### [TASK TO CARRY OUT]
Copy out all of the material below with "My team" swapped for "Our group" wherever it occurs, changing nothing else. Leave the pictures out of your copy.

### [RECORD SET]
* START *

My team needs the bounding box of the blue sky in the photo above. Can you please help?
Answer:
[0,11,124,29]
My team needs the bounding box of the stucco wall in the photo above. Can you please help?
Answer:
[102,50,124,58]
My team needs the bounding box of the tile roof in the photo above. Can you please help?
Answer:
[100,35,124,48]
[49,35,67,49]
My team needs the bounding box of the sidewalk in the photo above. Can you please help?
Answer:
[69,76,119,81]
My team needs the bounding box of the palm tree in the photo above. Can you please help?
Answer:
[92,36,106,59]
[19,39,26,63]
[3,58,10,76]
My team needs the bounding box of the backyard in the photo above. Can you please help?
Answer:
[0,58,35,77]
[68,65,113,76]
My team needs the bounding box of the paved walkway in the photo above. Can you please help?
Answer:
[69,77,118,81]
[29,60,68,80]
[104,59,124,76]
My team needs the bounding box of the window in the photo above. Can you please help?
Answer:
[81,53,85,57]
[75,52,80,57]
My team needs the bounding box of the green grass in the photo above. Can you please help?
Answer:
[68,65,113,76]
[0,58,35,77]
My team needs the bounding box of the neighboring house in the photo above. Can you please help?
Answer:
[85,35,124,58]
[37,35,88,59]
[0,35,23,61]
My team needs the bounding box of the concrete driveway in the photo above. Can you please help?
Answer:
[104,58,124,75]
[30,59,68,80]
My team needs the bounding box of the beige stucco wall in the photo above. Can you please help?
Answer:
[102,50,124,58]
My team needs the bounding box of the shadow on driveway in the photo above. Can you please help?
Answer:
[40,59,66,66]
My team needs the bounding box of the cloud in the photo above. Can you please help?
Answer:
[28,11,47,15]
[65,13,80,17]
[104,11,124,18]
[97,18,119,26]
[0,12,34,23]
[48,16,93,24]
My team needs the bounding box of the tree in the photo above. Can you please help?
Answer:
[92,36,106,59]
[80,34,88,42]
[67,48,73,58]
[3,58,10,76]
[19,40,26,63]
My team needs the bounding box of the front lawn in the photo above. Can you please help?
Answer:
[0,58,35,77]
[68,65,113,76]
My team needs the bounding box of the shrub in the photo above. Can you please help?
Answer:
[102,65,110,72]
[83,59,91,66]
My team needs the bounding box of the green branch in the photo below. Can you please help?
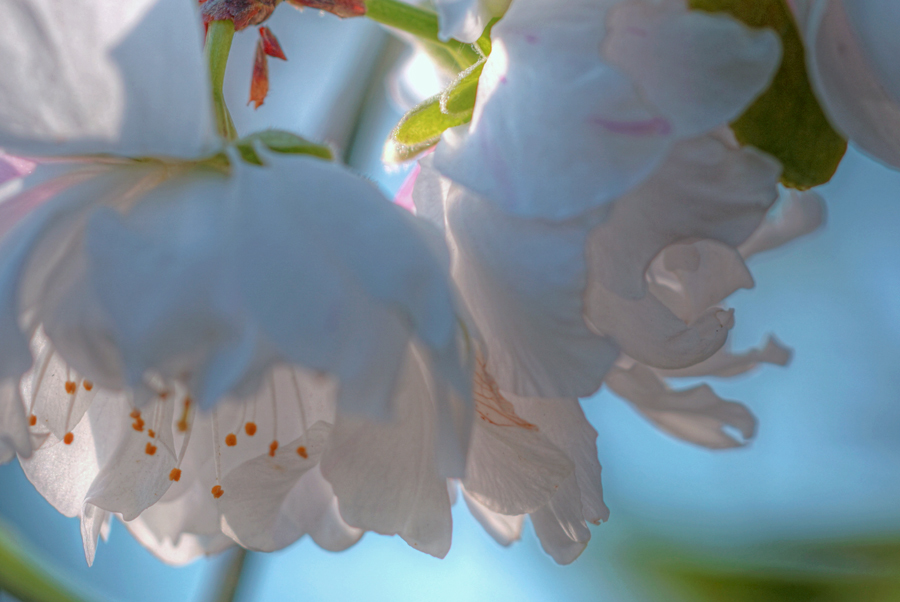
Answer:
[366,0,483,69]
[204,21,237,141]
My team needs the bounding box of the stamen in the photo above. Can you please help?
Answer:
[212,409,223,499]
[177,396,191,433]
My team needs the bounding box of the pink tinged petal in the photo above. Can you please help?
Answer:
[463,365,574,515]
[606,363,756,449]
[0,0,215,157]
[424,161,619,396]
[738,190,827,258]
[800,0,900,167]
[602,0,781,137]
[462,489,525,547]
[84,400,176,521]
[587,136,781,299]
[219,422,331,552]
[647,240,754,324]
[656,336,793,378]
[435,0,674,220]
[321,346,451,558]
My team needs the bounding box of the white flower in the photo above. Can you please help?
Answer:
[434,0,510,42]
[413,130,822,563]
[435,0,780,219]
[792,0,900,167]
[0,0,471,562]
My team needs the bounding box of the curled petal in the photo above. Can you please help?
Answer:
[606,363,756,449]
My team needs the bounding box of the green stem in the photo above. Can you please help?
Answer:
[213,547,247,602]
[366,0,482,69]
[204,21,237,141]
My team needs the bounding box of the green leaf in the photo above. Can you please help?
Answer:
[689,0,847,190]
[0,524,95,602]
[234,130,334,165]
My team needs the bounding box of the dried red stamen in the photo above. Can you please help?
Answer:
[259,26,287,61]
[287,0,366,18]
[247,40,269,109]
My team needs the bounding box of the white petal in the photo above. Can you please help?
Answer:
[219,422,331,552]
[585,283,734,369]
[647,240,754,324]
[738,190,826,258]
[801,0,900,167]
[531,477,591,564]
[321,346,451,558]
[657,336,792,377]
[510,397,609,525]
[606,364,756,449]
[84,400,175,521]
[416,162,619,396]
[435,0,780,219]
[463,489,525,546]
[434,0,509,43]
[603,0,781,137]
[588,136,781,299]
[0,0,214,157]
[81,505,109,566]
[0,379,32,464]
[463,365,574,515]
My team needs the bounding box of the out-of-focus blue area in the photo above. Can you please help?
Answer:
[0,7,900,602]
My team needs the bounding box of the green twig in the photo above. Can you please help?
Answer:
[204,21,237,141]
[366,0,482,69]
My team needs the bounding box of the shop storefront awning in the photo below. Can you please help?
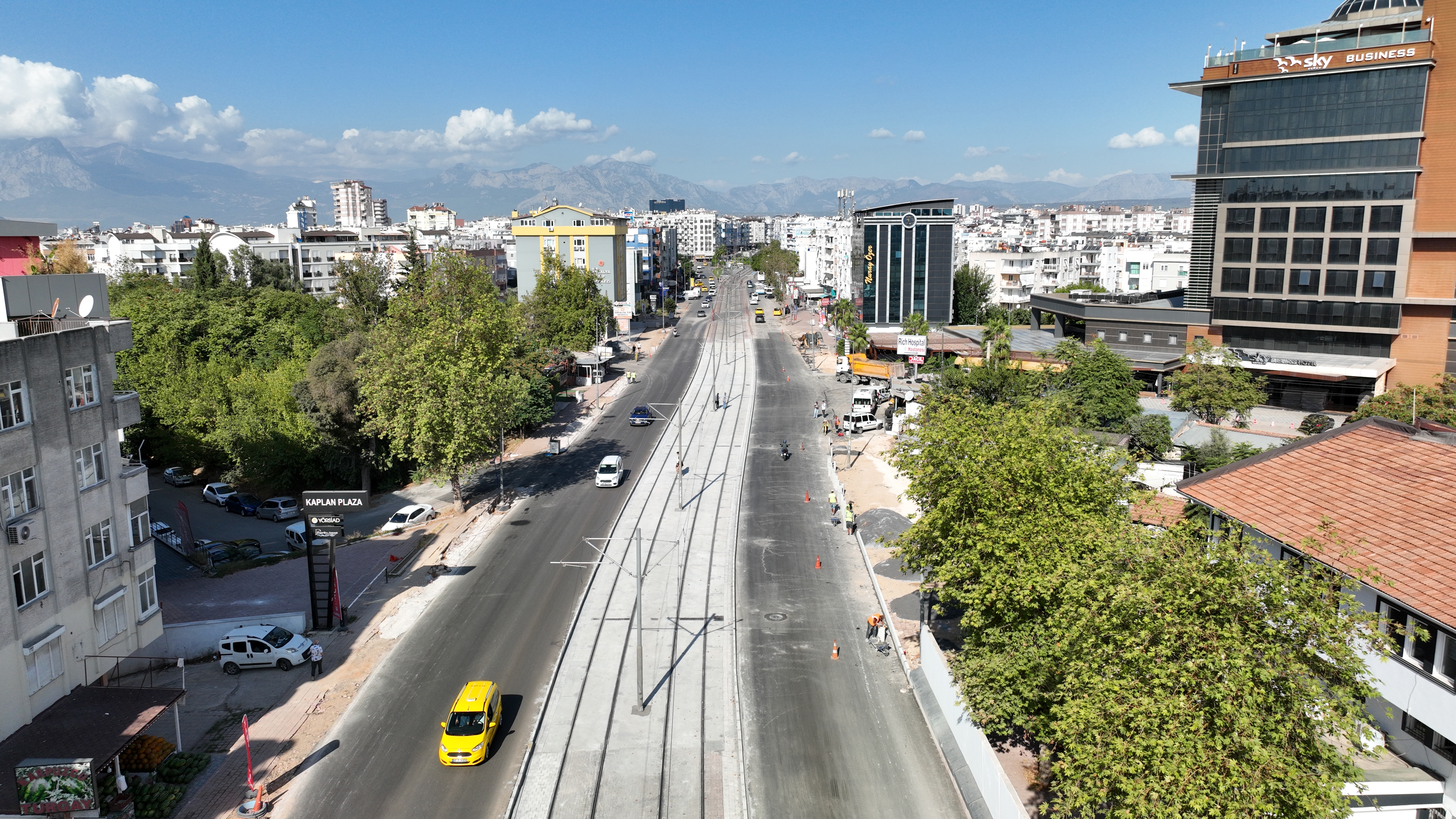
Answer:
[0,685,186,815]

* END *

### [CORRECT ANSWER]
Our group needs the bounding box of the blue sky in the photo above. Can you please help?
Answer:
[0,11,124,29]
Our group needs the bounding box of the stucco wall in the photo above. Can you please help?
Answer:
[102,50,124,58]
Our group needs the bounding box of the tile roof in the photo above. Can you please help?
Answer:
[100,35,124,48]
[49,35,67,49]
Our group needs the bounding box of the sidewalk in the photo above. Can you please help?
Answer:
[69,76,119,81]
Our group needs the bounding box of the palm tree in the photo above. Can you please help?
Answer:
[92,36,106,59]
[19,39,26,63]
[3,58,10,76]
Our group needs the bounding box of the backyard in the photo above. Can you please help?
Answer:
[0,58,35,77]
[68,65,113,76]
Our group needs the bounding box of the paved walkway in the photo above. Can you please help?
Answer:
[69,77,118,81]
[29,60,68,80]
[104,59,124,76]
Our group needs the bounding box of the window in the photo above. Can you please help?
Answer:
[81,53,85,57]
[75,52,80,57]
Our group needs the bounding box of the green grass in the photo above. Can you please help?
Answer:
[68,65,113,76]
[0,58,35,77]
Our group needs the bounding box of the neighboring house in the photo above. Can you please help?
Answer:
[85,35,124,58]
[37,35,88,59]
[0,35,23,61]
Our group needs the bounding box of the concrete driveway in the photo above. Can you please help?
Answer:
[104,58,124,75]
[30,59,68,80]
Our group needs the bounding box of the beige stucco wall in the photo above. Can you please help?
Answer:
[102,50,124,58]
Our group needs the bounding box of the shadow on driveway in the photo above. Can you please help?
Answer:
[40,59,66,66]
Our group needs the bounding box of the cloud in the photo above. Can you please help?
Answer:
[28,11,47,15]
[65,13,80,17]
[104,11,124,18]
[97,18,119,26]
[0,12,34,23]
[48,16,93,24]
Our group needs the bounding box of the tree in the photo above. Can you please help?
Answer:
[92,36,106,59]
[80,34,88,42]
[67,48,73,58]
[3,58,10,76]
[19,40,26,63]
Our group needs the bounding box of the front lawn in the photo above. Can you please help?
Answer:
[0,58,35,77]
[68,65,113,76]
Our group needs the bounding box of the shrub in the photo above. Can you please help?
Answer:
[102,65,110,72]
[83,59,91,66]
Our group needs the bounding box of the green branch in the photo below. Can you please help?
Answer:
[366,0,483,69]
[204,21,237,141]
Our group needs the bounding box of the stamen in the photo above. Can you please help?
Answer:
[212,409,223,499]
[177,396,191,433]
Our group needs the bounding box of the pink tinged petal in the photo above. Can you please help?
Answer:
[463,365,574,515]
[606,363,756,449]
[0,0,215,157]
[424,161,619,396]
[738,190,827,258]
[800,0,900,167]
[602,0,781,137]
[462,489,525,547]
[84,400,176,521]
[587,136,781,299]
[219,422,331,552]
[647,240,754,324]
[656,336,793,378]
[435,0,674,220]
[321,346,451,558]
Our group needs the bounding box of the white flower in the photo above. Can you please help?
Answer:
[434,0,510,42]
[413,130,822,563]
[435,0,780,219]
[792,0,900,167]
[0,0,471,562]
Our group needs the bounding box of the curled petal in the photo above. Can you please help?
Answer:
[606,363,756,449]
Our group needs the bounding box of the green stem in the photo above. Can you please help?
Answer:
[213,547,247,602]
[366,0,482,69]
[204,21,237,141]
Our group needs the bounding box of the green leaf in the photo above. Can you please help?
Answer:
[689,0,847,190]
[0,524,95,602]
[234,130,334,165]
Our group needs the bounding box of the dried red stamen in the photo above. Can you please help?
Answer:
[259,26,287,61]
[287,0,366,18]
[247,40,269,109]
Our group needs the bounding box of the white petal in the photo above. Can you please help?
Answer:
[219,422,331,552]
[585,283,734,369]
[647,240,754,324]
[738,190,826,258]
[801,0,900,167]
[531,477,591,564]
[321,346,451,558]
[657,336,792,377]
[510,397,609,525]
[606,364,756,449]
[84,400,175,521]
[416,162,619,396]
[435,0,780,219]
[463,489,525,546]
[434,0,509,43]
[603,0,781,137]
[588,136,781,299]
[0,0,214,157]
[81,505,109,566]
[0,379,32,464]
[463,365,574,515]
Our group needs the bounding box of the out-of-focus blue area in the photo above. Can you please help?
Answer:
[0,7,900,602]
Our group needs the bounding box of the green twig in the photo above. Can you please help?
Answer:
[204,21,237,141]
[366,0,482,69]
Our group needs the bounding box of the shop storefront awning in the photo below. Can you please help?
Answer:
[0,685,186,815]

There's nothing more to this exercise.